Start of Document excerpt
Forty-year-old forward Troy Parker also called it quits, after 447 senior games.
He contributed a vital goal late in the third quarter, getting away a snap to answer goals from Dylan Weickhardt and Drew Kelly (a cracker from the boundary) that put the Rosellas in front.
Ruckman Vergim Faik nailed a set-shot to send Dingley into the last change 12 points to the good.
Grittily, the Dingoes stayed there, completing a 12-goal turnaround from the result two weeks earlier.
Morwood called it an “incredible effort’’.
“Got them back on track, put a line through the second semi,’’ he said. “It wasn’t us. But to prove that you’ve got to produce the next week and obviously in the big dance here today. We had certain things we had to focus on, certainly some structure things, and I think they did it spot on today,’’ he said.
End of Document excerpt
Start of Source data
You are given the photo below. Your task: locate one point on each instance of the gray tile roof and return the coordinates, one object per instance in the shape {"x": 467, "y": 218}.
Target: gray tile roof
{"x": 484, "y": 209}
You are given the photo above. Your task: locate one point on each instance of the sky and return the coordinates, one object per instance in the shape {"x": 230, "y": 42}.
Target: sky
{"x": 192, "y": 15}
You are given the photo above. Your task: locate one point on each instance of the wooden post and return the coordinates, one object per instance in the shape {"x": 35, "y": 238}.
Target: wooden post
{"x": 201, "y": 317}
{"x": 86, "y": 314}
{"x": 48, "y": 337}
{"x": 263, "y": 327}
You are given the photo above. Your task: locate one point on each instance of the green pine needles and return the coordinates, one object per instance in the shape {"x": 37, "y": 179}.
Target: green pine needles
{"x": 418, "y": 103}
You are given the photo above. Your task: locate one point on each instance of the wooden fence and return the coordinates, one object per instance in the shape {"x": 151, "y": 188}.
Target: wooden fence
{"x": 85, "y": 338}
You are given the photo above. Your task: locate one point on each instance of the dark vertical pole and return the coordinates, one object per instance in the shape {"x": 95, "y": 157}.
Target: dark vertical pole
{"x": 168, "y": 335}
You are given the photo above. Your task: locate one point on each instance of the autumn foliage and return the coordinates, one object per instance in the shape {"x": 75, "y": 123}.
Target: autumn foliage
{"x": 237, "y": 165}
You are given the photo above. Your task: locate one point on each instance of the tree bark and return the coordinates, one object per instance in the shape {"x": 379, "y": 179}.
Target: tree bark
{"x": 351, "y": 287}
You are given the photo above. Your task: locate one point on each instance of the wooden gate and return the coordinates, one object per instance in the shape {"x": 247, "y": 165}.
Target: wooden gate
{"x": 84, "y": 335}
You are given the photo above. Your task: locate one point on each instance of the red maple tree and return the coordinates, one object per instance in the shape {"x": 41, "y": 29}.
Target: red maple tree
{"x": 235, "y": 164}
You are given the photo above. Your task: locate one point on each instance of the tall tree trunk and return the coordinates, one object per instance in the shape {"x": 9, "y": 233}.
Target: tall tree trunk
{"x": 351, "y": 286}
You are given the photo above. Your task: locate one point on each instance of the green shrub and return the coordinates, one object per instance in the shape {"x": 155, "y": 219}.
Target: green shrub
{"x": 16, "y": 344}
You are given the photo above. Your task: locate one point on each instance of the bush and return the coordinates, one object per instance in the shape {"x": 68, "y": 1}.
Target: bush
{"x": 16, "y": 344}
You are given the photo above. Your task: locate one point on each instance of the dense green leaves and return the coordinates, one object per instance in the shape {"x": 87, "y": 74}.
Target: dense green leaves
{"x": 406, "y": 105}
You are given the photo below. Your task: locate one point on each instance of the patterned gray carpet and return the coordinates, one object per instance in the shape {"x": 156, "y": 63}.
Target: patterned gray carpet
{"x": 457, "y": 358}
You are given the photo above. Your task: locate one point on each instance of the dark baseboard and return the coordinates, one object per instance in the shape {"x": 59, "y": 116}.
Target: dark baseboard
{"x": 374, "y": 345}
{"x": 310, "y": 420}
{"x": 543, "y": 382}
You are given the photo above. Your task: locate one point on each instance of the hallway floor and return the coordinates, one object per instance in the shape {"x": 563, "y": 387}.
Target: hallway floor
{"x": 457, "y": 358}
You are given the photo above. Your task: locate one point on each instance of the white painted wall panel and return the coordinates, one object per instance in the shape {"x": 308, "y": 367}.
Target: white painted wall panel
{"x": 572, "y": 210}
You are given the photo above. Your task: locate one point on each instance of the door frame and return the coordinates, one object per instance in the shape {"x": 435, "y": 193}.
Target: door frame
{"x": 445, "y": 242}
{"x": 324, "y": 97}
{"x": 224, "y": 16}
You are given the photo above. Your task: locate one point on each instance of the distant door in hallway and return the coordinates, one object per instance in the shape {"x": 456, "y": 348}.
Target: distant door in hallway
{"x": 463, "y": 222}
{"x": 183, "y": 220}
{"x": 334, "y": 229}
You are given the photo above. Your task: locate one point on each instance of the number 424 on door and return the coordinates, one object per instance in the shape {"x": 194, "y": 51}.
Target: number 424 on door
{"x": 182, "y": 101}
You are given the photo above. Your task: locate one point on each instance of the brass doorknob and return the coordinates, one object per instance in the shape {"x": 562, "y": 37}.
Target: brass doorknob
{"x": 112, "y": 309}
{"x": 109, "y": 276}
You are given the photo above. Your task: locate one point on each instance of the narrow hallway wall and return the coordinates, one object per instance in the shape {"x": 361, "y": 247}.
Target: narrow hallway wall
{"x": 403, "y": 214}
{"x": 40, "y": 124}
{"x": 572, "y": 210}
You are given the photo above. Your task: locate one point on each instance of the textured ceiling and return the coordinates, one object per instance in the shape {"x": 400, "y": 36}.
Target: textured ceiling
End of Source data
**Set task 1:**
Answer these questions about the match report:
(a) How many senior games did Troy Parker play?
(b) Which player kicked the set-shot that sent Dingley into the last change 12 points ahead?
(c) What words did Morwood use to describe the effort?
**Set task 2:** Collect every line of the records that contains the word "gate".

**Exercise response 1:**
(a) 447
(b) Vergim Faik
(c) An "incredible effort"

**Exercise response 2:**
You are given the photo above. Your task: locate one point on each instance of the wooden gate and return the coordinates, one object per instance in the shape {"x": 247, "y": 165}.
Target: wooden gate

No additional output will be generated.